■ AIM: Please render everything from the start of the material below down to the line containing "(1112, 522)" as a Markdown table with the columns No. and Text, giving each line its own numbered row and omitting blank lines.

Dataset excerpt:

········

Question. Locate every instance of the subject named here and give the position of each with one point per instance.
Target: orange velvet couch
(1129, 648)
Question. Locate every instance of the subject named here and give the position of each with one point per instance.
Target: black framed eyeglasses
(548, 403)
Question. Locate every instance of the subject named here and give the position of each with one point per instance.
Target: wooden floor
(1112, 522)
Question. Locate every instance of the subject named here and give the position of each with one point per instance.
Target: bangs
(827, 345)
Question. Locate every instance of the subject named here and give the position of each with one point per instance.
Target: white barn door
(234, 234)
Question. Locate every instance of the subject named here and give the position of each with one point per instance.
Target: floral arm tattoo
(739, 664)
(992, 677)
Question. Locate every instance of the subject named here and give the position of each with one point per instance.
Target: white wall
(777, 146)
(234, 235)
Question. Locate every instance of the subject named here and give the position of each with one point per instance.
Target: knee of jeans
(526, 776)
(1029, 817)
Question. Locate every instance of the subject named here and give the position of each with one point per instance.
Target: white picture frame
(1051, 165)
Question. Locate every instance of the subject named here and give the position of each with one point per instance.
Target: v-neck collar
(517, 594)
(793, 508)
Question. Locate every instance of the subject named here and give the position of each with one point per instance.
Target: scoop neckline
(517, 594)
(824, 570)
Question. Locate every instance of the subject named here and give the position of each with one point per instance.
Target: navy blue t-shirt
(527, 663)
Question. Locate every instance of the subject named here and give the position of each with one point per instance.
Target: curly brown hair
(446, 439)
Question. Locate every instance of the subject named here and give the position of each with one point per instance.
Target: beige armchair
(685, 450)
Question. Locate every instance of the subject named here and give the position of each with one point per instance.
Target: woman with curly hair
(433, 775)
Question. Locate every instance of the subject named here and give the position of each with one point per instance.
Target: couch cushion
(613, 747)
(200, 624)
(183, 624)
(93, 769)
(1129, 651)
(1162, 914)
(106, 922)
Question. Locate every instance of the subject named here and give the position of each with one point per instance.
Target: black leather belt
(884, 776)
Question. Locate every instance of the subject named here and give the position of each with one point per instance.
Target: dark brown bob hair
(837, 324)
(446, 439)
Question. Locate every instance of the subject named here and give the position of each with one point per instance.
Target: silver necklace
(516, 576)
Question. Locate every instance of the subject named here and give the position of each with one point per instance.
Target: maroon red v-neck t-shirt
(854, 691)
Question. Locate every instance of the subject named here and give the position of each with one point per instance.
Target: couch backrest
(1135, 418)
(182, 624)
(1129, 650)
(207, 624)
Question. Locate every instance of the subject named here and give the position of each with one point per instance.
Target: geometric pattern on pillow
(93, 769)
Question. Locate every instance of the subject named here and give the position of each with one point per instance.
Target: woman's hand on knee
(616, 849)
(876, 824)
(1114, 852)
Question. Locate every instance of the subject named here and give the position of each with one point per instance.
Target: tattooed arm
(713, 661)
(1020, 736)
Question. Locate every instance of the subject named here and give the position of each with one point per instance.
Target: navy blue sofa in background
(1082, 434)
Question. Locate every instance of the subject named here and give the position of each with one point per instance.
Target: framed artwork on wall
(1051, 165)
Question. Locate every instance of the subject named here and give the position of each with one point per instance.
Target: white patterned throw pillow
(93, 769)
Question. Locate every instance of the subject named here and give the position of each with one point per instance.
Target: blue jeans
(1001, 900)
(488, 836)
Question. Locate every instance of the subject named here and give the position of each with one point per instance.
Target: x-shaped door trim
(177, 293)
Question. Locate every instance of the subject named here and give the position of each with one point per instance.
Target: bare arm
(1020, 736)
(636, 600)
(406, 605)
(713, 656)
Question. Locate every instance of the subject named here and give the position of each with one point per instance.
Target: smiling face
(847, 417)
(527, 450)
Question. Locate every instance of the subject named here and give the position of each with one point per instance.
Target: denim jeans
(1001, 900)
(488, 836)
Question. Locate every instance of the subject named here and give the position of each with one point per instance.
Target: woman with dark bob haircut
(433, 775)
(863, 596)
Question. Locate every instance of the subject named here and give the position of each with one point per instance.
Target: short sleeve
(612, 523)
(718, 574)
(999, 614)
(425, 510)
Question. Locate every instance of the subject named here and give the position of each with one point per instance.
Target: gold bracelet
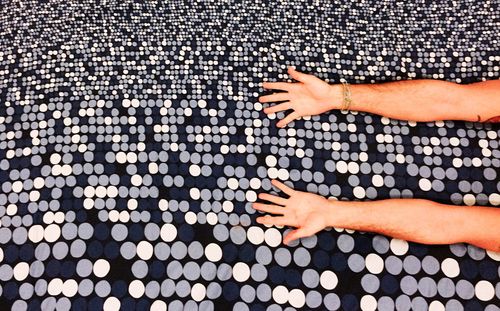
(346, 91)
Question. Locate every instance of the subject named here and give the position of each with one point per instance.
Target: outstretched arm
(416, 220)
(414, 100)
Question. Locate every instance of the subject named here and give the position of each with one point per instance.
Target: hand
(310, 96)
(305, 211)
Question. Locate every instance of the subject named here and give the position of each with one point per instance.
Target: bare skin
(414, 100)
(410, 219)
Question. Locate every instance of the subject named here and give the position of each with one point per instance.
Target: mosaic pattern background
(131, 143)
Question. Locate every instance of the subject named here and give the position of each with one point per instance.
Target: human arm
(415, 100)
(416, 220)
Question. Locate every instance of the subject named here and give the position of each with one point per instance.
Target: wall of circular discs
(132, 143)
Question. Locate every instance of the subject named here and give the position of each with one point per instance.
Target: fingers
(289, 118)
(283, 86)
(272, 198)
(276, 97)
(299, 76)
(269, 208)
(296, 234)
(277, 108)
(278, 184)
(274, 221)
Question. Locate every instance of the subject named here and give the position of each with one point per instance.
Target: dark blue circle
(230, 291)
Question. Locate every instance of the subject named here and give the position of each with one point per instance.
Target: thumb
(296, 234)
(299, 76)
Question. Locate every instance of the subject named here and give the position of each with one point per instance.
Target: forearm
(428, 100)
(421, 221)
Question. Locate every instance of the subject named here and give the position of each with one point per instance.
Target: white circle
(493, 255)
(158, 305)
(202, 103)
(359, 192)
(136, 180)
(55, 287)
(163, 204)
(255, 183)
(101, 268)
(377, 180)
(198, 292)
(144, 250)
(341, 167)
(494, 199)
(399, 247)
(450, 267)
(469, 199)
(271, 160)
(297, 298)
(194, 170)
(132, 204)
(70, 288)
(374, 263)
(484, 290)
(368, 303)
(195, 193)
(213, 252)
(168, 232)
(131, 157)
(353, 167)
(436, 306)
(17, 186)
(121, 157)
(190, 218)
(241, 272)
(255, 235)
(424, 184)
(212, 218)
(55, 158)
(328, 279)
(112, 304)
(227, 206)
(52, 233)
(283, 174)
(272, 237)
(280, 294)
(21, 271)
(113, 215)
(36, 233)
(136, 288)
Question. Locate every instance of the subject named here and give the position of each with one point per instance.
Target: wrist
(345, 214)
(336, 95)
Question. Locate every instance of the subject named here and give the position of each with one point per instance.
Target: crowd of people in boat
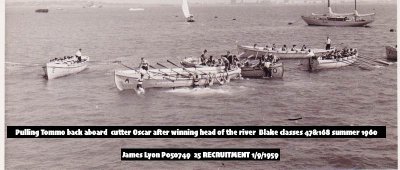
(228, 60)
(69, 59)
(283, 48)
(266, 62)
(336, 54)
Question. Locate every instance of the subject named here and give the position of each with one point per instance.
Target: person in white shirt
(328, 43)
(311, 59)
(78, 55)
(144, 64)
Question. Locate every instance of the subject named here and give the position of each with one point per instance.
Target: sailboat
(353, 19)
(186, 13)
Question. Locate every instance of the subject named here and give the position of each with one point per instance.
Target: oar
(160, 71)
(185, 68)
(127, 66)
(366, 61)
(178, 66)
(172, 70)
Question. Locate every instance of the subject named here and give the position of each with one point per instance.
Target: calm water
(346, 96)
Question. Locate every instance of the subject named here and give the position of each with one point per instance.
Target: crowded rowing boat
(283, 53)
(173, 77)
(264, 66)
(59, 67)
(334, 59)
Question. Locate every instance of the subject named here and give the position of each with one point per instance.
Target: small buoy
(295, 118)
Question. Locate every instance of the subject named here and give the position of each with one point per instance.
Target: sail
(185, 9)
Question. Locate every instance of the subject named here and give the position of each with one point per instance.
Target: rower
(210, 61)
(303, 48)
(267, 65)
(144, 64)
(312, 56)
(328, 43)
(284, 48)
(196, 80)
(203, 58)
(78, 55)
(275, 58)
(139, 86)
(226, 62)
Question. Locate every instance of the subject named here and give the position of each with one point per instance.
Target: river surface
(345, 96)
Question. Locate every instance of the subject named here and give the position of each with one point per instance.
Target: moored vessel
(353, 19)
(64, 67)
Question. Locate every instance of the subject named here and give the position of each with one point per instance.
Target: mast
(355, 5)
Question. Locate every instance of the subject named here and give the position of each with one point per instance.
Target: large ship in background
(353, 19)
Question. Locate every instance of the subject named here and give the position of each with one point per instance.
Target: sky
(165, 1)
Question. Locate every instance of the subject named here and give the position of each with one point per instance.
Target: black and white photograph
(210, 80)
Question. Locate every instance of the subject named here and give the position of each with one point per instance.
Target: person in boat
(144, 64)
(226, 62)
(328, 43)
(140, 82)
(210, 61)
(284, 48)
(235, 61)
(293, 48)
(78, 55)
(203, 59)
(196, 80)
(230, 59)
(275, 59)
(303, 48)
(267, 65)
(312, 57)
(219, 63)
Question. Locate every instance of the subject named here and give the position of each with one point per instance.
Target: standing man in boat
(203, 58)
(139, 86)
(196, 80)
(328, 43)
(226, 62)
(311, 56)
(144, 64)
(78, 55)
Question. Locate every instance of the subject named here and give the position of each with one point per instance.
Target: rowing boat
(55, 69)
(174, 77)
(258, 71)
(247, 51)
(319, 63)
(391, 53)
(191, 62)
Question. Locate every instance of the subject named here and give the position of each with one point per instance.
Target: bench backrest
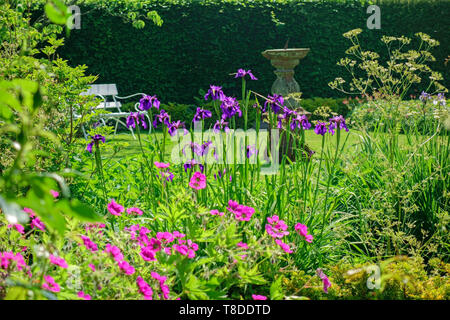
(102, 89)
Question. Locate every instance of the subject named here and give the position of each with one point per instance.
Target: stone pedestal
(285, 60)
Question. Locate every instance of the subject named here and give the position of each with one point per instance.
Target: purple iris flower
(162, 117)
(337, 122)
(215, 93)
(230, 106)
(424, 96)
(174, 126)
(251, 150)
(321, 128)
(201, 114)
(148, 101)
(276, 102)
(300, 121)
(95, 140)
(191, 164)
(241, 73)
(136, 117)
(221, 124)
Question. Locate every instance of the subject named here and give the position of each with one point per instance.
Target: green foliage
(202, 42)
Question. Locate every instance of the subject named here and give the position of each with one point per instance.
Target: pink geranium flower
(114, 208)
(54, 193)
(50, 284)
(326, 282)
(58, 261)
(198, 181)
(303, 231)
(216, 212)
(135, 211)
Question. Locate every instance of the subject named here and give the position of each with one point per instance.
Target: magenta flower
(161, 165)
(84, 296)
(241, 73)
(144, 288)
(216, 212)
(321, 128)
(115, 252)
(136, 118)
(326, 282)
(95, 140)
(198, 181)
(201, 114)
(303, 231)
(126, 267)
(276, 102)
(148, 254)
(89, 244)
(258, 297)
(58, 261)
(284, 246)
(54, 193)
(114, 208)
(50, 284)
(18, 227)
(135, 211)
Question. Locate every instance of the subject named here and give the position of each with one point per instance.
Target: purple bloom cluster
(201, 114)
(136, 117)
(149, 101)
(241, 73)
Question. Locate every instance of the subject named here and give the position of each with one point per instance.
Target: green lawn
(132, 147)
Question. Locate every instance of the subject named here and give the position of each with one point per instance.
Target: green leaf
(78, 210)
(276, 292)
(56, 11)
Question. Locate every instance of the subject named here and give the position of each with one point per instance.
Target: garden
(202, 178)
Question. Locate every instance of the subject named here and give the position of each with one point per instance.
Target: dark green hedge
(202, 42)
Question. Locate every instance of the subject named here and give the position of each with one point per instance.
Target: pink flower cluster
(89, 244)
(58, 261)
(164, 288)
(7, 257)
(144, 288)
(303, 231)
(50, 284)
(198, 181)
(118, 257)
(241, 212)
(276, 227)
(18, 227)
(35, 221)
(216, 212)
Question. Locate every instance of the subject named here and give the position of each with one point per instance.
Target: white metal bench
(110, 90)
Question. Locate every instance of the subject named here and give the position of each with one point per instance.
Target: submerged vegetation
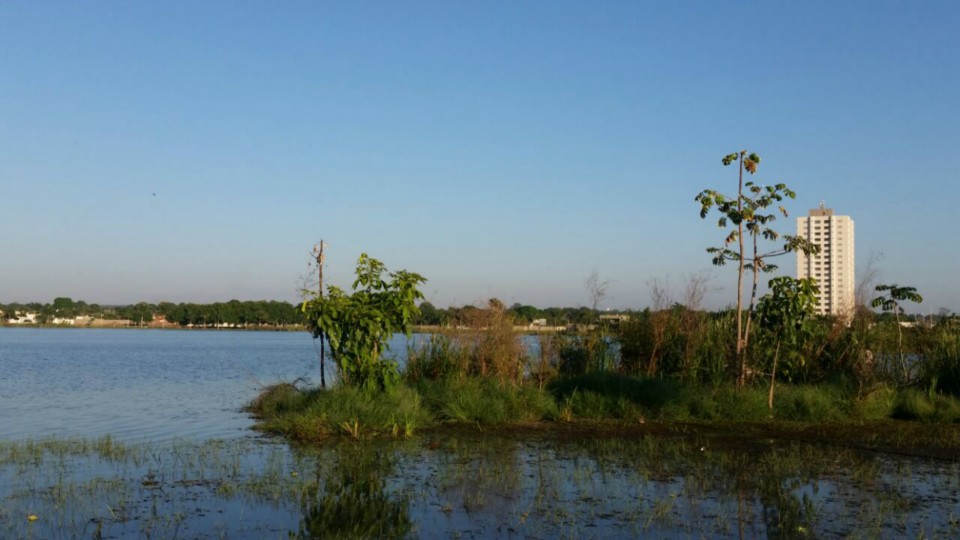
(657, 368)
(582, 483)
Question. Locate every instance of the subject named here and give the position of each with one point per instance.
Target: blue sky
(501, 149)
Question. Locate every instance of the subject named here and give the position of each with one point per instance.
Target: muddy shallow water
(466, 484)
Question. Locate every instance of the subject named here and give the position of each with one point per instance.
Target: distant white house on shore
(23, 318)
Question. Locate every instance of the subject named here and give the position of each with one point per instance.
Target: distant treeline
(273, 313)
(236, 313)
(519, 314)
(232, 313)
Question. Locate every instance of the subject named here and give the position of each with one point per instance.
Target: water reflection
(478, 485)
(350, 500)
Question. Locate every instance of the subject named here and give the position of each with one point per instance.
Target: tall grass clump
(486, 402)
(915, 404)
(357, 412)
(438, 357)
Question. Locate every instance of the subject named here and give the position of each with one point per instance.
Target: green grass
(486, 401)
(314, 415)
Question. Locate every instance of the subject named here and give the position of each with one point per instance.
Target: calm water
(183, 462)
(141, 384)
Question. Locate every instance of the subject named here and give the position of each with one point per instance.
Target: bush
(913, 404)
(486, 402)
(347, 410)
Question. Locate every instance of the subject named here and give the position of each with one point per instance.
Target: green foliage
(359, 325)
(891, 302)
(895, 295)
(585, 352)
(748, 213)
(486, 402)
(915, 404)
(610, 396)
(316, 414)
(785, 314)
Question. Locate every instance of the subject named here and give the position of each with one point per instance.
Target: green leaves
(896, 295)
(359, 325)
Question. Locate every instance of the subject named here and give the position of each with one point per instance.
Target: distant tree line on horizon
(232, 313)
(278, 313)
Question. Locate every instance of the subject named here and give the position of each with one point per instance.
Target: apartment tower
(833, 266)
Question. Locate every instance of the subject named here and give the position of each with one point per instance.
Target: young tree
(746, 212)
(784, 312)
(358, 325)
(891, 302)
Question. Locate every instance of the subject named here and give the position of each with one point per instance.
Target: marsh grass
(694, 481)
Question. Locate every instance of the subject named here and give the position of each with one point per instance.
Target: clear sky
(501, 149)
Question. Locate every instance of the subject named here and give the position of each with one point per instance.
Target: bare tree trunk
(773, 377)
(321, 258)
(741, 344)
(903, 361)
(753, 295)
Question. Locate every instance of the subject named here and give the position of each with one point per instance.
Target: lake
(141, 384)
(139, 434)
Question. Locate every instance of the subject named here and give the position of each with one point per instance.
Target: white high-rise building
(833, 266)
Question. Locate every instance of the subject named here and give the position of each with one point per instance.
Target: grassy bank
(885, 419)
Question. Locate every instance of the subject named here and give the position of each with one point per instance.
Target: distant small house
(23, 318)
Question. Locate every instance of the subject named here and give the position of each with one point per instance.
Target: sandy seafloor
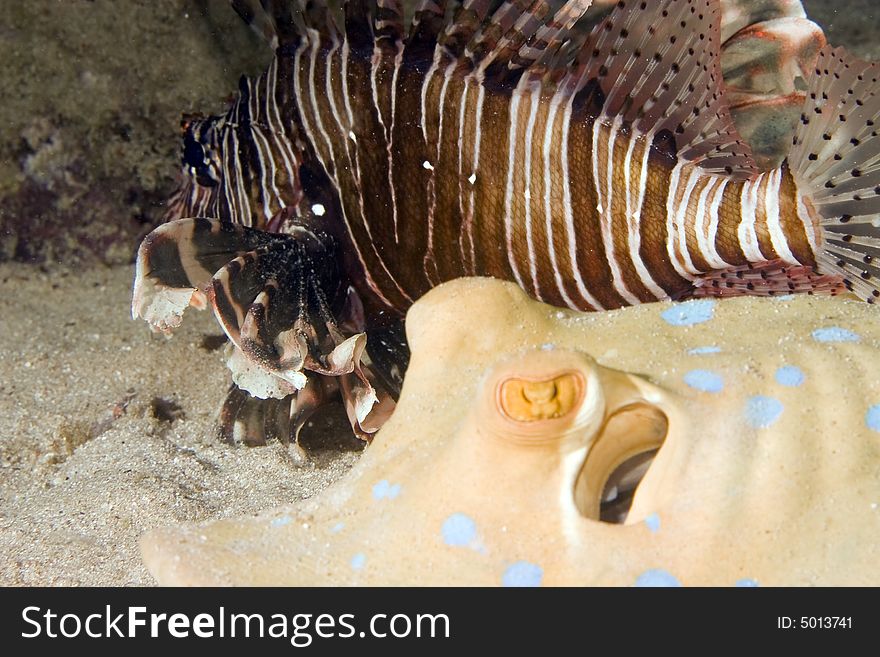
(106, 430)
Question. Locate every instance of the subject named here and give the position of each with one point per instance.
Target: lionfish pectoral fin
(775, 278)
(253, 421)
(656, 68)
(835, 161)
(175, 264)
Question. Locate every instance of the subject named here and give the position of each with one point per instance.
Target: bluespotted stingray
(533, 446)
(595, 169)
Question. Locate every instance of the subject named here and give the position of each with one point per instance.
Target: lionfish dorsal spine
(596, 171)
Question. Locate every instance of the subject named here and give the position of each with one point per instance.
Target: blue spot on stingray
(280, 522)
(385, 491)
(762, 411)
(459, 530)
(702, 351)
(835, 334)
(657, 577)
(689, 312)
(522, 573)
(789, 375)
(704, 380)
(872, 418)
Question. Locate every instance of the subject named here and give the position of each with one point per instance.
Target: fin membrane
(836, 163)
(767, 280)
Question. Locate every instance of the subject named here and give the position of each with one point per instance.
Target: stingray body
(369, 164)
(535, 446)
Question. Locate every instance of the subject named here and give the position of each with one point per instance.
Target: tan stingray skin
(791, 504)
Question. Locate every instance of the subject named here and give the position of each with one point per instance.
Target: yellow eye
(523, 400)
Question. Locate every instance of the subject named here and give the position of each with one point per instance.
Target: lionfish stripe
(551, 195)
(570, 232)
(746, 232)
(634, 211)
(512, 143)
(534, 108)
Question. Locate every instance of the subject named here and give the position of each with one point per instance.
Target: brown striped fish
(372, 162)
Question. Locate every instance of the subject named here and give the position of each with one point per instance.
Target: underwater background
(106, 430)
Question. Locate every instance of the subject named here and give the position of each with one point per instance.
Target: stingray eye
(530, 400)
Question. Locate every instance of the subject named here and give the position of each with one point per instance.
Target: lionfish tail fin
(836, 162)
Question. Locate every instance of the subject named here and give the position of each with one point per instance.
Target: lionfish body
(368, 165)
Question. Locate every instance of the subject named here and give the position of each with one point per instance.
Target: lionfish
(597, 170)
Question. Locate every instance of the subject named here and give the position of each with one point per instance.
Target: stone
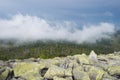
(82, 59)
(28, 70)
(55, 71)
(95, 73)
(5, 74)
(93, 56)
(58, 78)
(113, 70)
(79, 74)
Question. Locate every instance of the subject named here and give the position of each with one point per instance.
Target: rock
(58, 78)
(6, 74)
(2, 63)
(82, 59)
(68, 72)
(95, 73)
(77, 67)
(79, 74)
(29, 70)
(114, 70)
(54, 71)
(93, 56)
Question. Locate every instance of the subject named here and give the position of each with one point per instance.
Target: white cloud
(34, 28)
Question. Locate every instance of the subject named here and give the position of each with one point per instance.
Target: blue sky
(81, 11)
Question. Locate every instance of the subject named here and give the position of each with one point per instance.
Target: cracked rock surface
(77, 67)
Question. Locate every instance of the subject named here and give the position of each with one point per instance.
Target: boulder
(54, 71)
(95, 73)
(93, 56)
(79, 74)
(82, 59)
(58, 71)
(114, 70)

········

■ SOLUTION TO THIS TASK:
| No. | Text |
|---|---|
| 1 | Question. Locate every instance of the subject named here and give the position of each with one point per instance. |
| 2 | Target: orange velvet couch |
| 3 | (1129, 648) |
| 4 | Question. Locate every instance of the subject named here and give the position of each with one point per instance. |
| 5 | Target: black framed eyeglasses |
| 6 | (548, 403) |
| 7 | Question. Locate every instance of the subject named here and give the position of each with one point per instance. |
| 8 | Target: wooden floor |
| 9 | (1112, 522) |